• [Passage provided]:
'''
EIX demurs the first through twelfth, and fourteenth through sixteenth causes of action, arguing that those FEHA claims fail to state facts sufficient to constitute a cause of action because the Complaint is devoid of facts showing that EIX was Plaintiffs’ employer. The defendant argues that Plaintiffs’ attempt to allege an employment relationship by treating Defendants as a single corporate entity (i.e., “Edison”) fails because EIX and SCE are separate corporate entities (EIX is the parent holding company of SCE and has no material operations) and are entitled to a presumption of separateness as a matter of law. In addition, defendant further argues, Plaintiffs’ conclusory allegations of secondary liability are also insufficient to state a claim against EIX.

 

In opposition, Plaintiffs argue that they have alleged an agency relationship between Defendants and that an allegation of an agency relationship is an ultimate fact.

 

The court agrees with both parties to some extent.
'''
• [Entries from a dataset]:
'''
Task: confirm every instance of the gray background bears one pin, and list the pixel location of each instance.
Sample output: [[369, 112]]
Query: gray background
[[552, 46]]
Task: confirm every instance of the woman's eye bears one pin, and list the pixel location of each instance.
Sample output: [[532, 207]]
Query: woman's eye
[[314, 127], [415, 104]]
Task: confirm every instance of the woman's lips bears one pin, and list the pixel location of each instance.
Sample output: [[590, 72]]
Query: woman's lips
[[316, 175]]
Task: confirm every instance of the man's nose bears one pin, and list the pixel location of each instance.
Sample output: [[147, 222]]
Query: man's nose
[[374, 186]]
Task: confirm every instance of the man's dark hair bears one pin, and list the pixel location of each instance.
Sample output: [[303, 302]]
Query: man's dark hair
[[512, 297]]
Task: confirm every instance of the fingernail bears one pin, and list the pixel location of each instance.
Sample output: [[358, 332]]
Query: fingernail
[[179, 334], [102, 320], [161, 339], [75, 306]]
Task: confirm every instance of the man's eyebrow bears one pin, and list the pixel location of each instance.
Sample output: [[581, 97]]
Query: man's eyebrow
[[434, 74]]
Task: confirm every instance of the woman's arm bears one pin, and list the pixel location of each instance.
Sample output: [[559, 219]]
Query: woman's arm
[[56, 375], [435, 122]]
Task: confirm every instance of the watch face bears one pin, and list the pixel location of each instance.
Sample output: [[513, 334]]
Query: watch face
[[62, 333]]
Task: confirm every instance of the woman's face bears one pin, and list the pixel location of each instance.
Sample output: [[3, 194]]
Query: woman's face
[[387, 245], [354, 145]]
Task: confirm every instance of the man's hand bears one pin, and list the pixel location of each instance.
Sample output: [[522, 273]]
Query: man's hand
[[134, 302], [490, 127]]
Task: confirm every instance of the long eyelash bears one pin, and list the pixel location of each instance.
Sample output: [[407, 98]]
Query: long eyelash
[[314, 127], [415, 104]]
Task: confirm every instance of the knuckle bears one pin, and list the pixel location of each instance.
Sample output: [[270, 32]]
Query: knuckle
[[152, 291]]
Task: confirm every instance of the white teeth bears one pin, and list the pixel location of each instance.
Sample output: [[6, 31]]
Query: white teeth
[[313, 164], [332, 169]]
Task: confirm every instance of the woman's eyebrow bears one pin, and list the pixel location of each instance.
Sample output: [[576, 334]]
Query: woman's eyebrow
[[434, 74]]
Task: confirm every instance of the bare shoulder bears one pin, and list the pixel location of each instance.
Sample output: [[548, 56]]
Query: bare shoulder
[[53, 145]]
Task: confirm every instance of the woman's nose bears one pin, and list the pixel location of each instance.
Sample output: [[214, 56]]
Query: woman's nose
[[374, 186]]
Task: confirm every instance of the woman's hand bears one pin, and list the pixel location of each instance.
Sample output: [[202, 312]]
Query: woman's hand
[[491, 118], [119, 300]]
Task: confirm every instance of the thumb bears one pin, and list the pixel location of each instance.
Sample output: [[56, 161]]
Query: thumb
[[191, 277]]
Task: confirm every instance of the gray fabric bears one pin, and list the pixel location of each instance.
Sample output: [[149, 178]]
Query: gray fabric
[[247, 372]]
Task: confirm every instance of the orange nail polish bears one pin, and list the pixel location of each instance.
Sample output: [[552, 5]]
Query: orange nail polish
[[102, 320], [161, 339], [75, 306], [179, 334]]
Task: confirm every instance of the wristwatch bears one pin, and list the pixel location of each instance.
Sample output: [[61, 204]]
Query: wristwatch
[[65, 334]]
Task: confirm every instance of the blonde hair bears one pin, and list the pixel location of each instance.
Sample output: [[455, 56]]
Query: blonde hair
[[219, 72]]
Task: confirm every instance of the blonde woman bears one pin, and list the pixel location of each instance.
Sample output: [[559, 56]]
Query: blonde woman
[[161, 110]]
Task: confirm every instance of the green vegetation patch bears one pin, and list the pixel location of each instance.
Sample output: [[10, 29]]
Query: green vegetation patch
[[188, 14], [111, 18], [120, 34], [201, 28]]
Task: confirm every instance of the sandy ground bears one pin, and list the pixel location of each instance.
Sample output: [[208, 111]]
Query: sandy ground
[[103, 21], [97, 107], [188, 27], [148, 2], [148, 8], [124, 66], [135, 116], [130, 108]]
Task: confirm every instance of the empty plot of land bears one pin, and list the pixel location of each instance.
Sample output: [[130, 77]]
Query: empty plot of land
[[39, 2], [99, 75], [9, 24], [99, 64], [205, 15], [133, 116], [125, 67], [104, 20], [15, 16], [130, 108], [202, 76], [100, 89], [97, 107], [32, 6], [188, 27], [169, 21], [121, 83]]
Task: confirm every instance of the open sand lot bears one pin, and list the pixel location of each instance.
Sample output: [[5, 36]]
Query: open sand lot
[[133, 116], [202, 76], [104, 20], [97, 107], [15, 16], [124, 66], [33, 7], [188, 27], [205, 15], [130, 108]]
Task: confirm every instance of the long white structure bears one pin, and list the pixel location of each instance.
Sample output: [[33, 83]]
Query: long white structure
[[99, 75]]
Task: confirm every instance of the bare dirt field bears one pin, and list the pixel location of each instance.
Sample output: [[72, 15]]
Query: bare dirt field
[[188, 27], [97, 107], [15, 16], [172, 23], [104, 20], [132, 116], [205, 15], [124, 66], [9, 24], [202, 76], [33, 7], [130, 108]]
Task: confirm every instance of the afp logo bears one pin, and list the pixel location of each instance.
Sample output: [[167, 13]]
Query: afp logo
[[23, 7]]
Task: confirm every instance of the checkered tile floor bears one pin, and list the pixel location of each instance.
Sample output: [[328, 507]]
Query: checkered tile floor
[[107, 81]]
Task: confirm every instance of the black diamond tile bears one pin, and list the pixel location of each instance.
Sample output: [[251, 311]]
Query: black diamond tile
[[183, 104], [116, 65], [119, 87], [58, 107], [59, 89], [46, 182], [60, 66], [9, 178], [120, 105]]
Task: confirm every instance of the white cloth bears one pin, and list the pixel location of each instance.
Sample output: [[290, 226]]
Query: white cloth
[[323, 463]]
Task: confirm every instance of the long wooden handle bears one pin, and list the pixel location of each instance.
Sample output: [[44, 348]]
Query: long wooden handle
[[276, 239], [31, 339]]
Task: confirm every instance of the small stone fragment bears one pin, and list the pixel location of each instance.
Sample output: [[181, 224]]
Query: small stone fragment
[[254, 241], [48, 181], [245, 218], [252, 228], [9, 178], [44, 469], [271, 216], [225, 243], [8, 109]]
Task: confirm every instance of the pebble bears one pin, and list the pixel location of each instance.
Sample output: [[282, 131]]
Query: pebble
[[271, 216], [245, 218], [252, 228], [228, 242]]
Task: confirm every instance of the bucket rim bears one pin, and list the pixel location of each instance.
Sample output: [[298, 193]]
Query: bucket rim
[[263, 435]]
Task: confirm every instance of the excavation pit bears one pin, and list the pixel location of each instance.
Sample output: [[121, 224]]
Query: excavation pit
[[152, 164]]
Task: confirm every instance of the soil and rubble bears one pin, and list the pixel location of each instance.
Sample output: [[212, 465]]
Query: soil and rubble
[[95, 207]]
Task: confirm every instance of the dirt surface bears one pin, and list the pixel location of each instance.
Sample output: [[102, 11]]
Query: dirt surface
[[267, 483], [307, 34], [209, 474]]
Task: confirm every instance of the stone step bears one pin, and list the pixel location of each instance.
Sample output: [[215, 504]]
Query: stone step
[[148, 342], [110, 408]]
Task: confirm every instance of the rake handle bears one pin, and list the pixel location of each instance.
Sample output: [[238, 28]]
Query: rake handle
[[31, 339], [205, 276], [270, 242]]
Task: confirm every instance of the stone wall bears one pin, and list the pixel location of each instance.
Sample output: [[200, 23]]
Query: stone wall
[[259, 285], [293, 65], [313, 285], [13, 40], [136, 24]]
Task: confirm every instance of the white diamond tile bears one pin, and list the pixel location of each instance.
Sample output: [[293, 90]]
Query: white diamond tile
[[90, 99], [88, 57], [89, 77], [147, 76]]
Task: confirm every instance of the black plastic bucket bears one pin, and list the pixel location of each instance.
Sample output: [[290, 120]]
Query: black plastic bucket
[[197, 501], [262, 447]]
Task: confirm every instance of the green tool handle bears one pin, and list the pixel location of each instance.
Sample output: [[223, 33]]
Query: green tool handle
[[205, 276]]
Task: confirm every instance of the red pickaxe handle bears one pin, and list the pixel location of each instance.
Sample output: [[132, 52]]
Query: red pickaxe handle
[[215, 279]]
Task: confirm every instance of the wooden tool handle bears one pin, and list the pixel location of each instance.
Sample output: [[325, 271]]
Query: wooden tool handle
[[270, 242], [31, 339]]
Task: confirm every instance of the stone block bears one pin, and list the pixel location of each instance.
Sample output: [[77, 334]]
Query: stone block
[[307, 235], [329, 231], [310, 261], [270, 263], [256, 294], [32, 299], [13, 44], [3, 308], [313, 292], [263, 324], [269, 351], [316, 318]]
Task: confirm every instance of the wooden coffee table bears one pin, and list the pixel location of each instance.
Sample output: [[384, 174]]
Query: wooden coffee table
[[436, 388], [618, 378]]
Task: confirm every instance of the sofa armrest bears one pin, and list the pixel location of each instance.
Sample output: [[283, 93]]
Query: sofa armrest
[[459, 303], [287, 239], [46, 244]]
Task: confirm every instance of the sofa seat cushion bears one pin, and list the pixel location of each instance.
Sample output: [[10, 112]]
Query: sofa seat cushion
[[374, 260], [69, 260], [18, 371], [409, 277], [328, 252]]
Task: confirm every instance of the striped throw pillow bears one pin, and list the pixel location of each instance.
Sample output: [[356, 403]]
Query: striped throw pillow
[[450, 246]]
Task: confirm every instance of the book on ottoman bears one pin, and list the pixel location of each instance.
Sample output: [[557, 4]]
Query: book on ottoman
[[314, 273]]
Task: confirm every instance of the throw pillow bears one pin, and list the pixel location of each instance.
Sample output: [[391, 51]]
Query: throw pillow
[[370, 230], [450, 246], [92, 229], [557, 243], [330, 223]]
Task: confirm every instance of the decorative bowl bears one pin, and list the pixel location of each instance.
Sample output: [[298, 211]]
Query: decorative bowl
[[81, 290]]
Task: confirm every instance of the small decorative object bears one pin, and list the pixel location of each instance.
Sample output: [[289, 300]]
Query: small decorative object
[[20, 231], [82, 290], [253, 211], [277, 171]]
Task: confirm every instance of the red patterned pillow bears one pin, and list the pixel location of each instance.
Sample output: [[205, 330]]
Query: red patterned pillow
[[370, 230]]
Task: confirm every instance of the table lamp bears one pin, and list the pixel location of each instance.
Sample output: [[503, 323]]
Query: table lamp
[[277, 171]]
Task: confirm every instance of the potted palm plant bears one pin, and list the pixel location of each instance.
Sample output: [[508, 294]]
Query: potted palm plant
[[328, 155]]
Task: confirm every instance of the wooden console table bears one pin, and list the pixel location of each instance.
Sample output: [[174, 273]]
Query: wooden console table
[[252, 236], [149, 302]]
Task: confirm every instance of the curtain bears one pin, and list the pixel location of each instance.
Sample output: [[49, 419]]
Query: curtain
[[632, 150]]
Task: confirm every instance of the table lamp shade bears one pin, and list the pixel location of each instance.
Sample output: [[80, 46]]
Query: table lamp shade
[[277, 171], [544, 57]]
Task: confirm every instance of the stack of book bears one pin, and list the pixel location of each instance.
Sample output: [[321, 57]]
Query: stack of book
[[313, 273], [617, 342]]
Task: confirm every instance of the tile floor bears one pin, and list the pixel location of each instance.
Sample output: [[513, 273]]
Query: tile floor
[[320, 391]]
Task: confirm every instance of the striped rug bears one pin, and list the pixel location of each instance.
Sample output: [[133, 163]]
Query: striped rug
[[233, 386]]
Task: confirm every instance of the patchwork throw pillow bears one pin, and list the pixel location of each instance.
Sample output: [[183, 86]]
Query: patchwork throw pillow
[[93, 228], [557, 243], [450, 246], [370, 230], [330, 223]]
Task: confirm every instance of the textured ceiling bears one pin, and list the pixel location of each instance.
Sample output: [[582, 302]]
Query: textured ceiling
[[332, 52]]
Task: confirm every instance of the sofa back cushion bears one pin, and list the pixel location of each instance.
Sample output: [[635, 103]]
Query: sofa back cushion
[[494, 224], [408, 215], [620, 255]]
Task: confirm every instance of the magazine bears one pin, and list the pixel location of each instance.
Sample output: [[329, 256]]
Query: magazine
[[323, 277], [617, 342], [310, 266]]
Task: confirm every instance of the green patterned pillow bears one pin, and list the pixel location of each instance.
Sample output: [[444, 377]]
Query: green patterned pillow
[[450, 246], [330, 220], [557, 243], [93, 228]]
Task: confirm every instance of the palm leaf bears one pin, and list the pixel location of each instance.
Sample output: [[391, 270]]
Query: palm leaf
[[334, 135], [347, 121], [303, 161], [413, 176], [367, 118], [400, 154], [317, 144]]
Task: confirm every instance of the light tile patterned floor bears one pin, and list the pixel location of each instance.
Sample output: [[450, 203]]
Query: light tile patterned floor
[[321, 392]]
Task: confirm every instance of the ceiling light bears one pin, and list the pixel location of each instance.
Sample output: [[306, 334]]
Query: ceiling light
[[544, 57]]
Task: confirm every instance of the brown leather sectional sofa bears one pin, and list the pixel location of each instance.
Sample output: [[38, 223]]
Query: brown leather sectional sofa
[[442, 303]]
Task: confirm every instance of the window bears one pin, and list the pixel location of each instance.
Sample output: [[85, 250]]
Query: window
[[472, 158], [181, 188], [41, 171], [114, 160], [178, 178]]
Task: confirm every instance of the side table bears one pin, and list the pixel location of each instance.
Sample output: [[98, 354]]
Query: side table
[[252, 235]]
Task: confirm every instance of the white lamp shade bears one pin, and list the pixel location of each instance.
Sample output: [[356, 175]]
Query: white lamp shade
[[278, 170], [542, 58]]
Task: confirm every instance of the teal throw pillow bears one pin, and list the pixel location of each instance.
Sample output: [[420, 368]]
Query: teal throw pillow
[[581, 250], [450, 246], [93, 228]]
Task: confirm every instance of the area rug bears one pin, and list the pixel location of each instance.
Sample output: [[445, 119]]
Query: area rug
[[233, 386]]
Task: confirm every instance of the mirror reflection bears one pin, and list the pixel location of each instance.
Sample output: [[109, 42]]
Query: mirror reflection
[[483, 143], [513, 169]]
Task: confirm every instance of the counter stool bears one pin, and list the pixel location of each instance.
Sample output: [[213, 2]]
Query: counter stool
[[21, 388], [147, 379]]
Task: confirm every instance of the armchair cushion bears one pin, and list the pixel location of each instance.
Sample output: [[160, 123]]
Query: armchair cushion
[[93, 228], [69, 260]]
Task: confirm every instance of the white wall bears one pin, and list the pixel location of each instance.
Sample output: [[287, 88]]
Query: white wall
'''
• [Work to complete]:
**A.** Answer these questions using the passage about EIX's demurrer:
(i) To which causes of action does EIX demur?
(ii) How does the passage describe EIX's relationship to SCE?
(iii) What two points do Plaintiffs argue in opposition?
**B.** In the records, rewrite the part that opens with the line containing "Task: confirm every instance of the woman's eye bears" and closes with the line containing "[[316, 175]]". Put "pixel coordinates" in place of "pixel location" and leave everything else unchanged.

• [Answers provided]:
**A.**
(i) The first through twelfth, and fourteenth through sixteenth causes of action.
(ii) EIX is the parent holding company of SCE and has no material operations.
(iii) Plaintiffs argue that they have alleged an agency relationship between Defendants, and that an allegation of an agency relationship is an ultimate fact.

**B.**
Task: confirm every instance of the woman's eye bears one pin, and list the pixel coordinates of each instance.
Sample output: [[532, 207]]
Query: woman's eye
[[314, 127], [415, 104]]
Task: confirm every instance of the woman's lips bears one pin, and list the pixel coordinates of each instance.
Sample output: [[590, 72]]
Query: woman's lips
[[316, 175]]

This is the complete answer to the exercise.